Please repeat the records beneath this task exactly as they appear, but skip the images.

-------- Source material --------

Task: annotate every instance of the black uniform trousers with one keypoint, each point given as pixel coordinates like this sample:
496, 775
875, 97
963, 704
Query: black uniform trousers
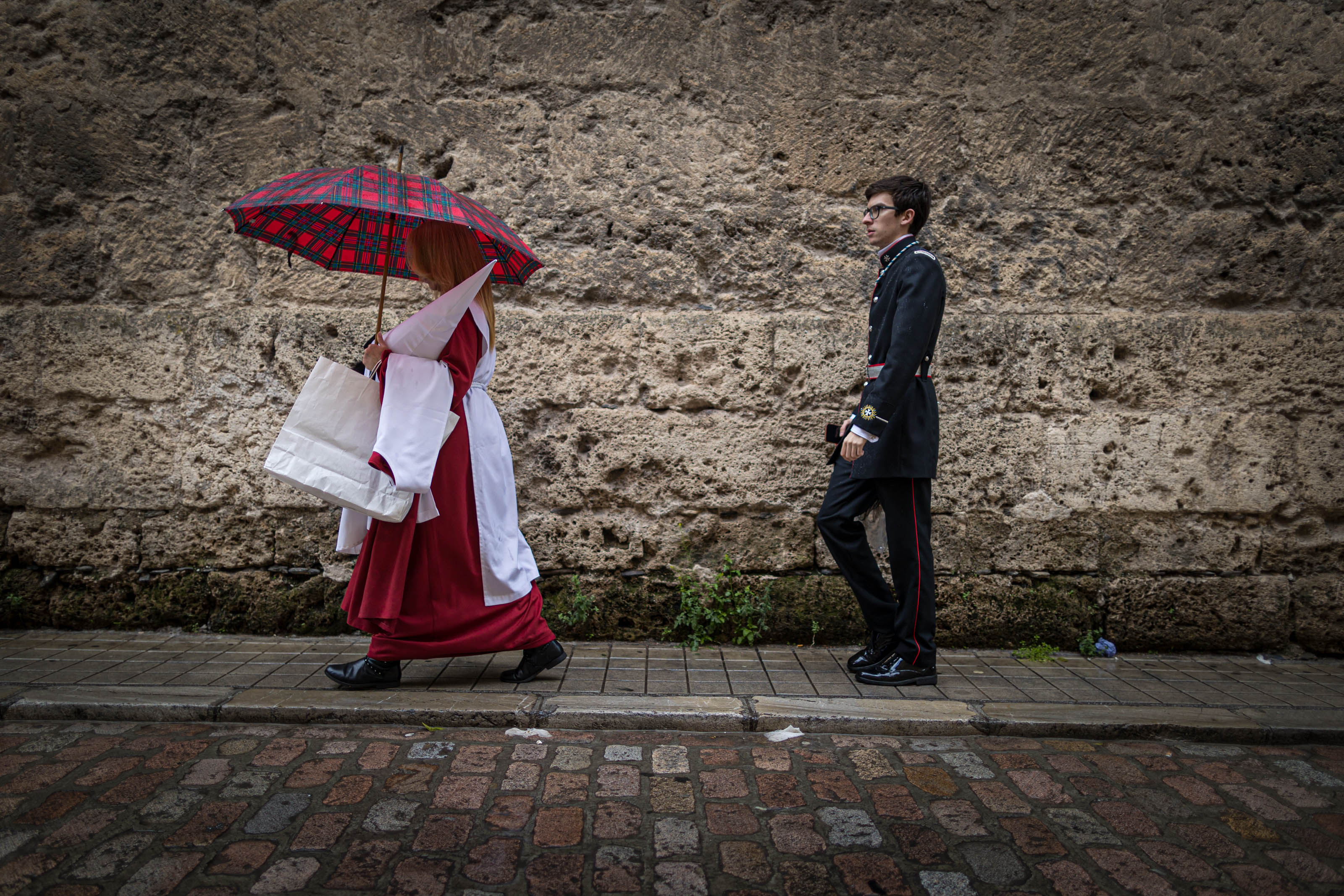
909, 612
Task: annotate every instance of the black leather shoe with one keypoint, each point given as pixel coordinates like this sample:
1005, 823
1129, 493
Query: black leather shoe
897, 672
366, 673
536, 661
879, 649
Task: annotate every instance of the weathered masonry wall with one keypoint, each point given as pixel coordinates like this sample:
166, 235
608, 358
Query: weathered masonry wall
1139, 210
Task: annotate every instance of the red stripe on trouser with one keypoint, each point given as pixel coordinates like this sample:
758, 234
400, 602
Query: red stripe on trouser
919, 574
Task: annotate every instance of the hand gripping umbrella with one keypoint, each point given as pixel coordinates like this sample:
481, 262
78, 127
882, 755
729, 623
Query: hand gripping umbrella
358, 219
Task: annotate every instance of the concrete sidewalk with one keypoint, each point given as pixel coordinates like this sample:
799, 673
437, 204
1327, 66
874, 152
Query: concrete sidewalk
201, 678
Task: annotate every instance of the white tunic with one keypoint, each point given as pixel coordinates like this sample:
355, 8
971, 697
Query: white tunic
417, 399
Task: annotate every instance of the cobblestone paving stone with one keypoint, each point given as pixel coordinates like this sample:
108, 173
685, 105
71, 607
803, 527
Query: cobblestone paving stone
50, 657
132, 809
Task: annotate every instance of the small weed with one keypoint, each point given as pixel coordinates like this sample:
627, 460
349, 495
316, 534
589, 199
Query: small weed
725, 608
581, 608
1037, 652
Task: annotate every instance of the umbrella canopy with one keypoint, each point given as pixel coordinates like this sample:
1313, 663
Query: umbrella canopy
357, 219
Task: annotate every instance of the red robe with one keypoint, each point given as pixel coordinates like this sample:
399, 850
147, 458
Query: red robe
417, 586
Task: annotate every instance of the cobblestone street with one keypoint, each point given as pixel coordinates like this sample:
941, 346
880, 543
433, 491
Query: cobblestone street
214, 810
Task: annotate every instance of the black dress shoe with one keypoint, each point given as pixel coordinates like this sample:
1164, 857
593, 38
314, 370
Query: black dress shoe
536, 661
878, 651
366, 673
897, 672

--------

Response to this exercise —
Task: annotate every instance of the black uniform trousers with one keypoint, each point given as pixel coordinates like this sample:
496, 775
875, 97
963, 704
Query: black uniform trousers
909, 612
Task: annotate every instance of the black leather shoe with one keypoint, each point given as pixel coordinates like this sample:
1005, 823
1129, 493
Query: black leather shoe
897, 672
366, 673
536, 661
879, 649
Task: annotate every instance of the weathered masonry wall with one keypoint, each point given as pixel coordinates like this sample:
166, 235
608, 358
Query: weathered masonry wall
1139, 210
Task: annotate every instance of the red stripe on trouser with one keypoint, each point given as pixel coordinates like this sample:
758, 234
400, 602
Query: red stripe on trouser
919, 574
Task: annotate every instance of the hand gripping umbrella with one keypoint, each point given as pixel coordinates like this sample:
481, 262
78, 127
882, 755
729, 623
Query: hand gripping umbrella
358, 219
Task: annotate every instance of the concrete sidewalk with one keypoint, each point given as pixel coordinates like this sample:
799, 673
437, 204
1327, 66
874, 152
Query: concrete sidewalk
201, 678
Task: annotate every instance of the white tunic with one keypoint, each point given as pixel coordinates like this sample:
355, 8
971, 697
Query: white tunic
417, 399
Task: annotate every instance of the cobblestone paving stone with one keypoint, each point given as pixel coordinates like this sample:
108, 173
685, 105
71, 607
803, 527
Query: cobblestone paving stone
50, 657
132, 809
Task: annotate every instance of the small weed with one keypoint, each point given as pixel coordinates like this sample:
627, 460
349, 495
316, 534
589, 199
Query: small weed
725, 608
581, 608
1037, 652
Task: annotate every instance of the umbrella canopy with one keypoint, each point given as pixel coordinates like this sample:
1313, 663
Query: umbrella canopy
357, 219
Task: annotate every instance of the red robe with one keypoint, each point given as pixel coordinates like this sample:
399, 850
147, 458
Query: red robe
417, 586
Task: annotate every instance of the cobblestone street with one keypoint, each point given as pixel coordinates like this sample:
941, 346
880, 543
433, 491
Query: cobblestone street
214, 810
Task: annotate every instance of the black dress shoe with one keypoint, each point given as pixel coordinates like this sample:
1164, 857
593, 38
314, 370
Query: black dress shoe
536, 661
878, 651
366, 673
897, 672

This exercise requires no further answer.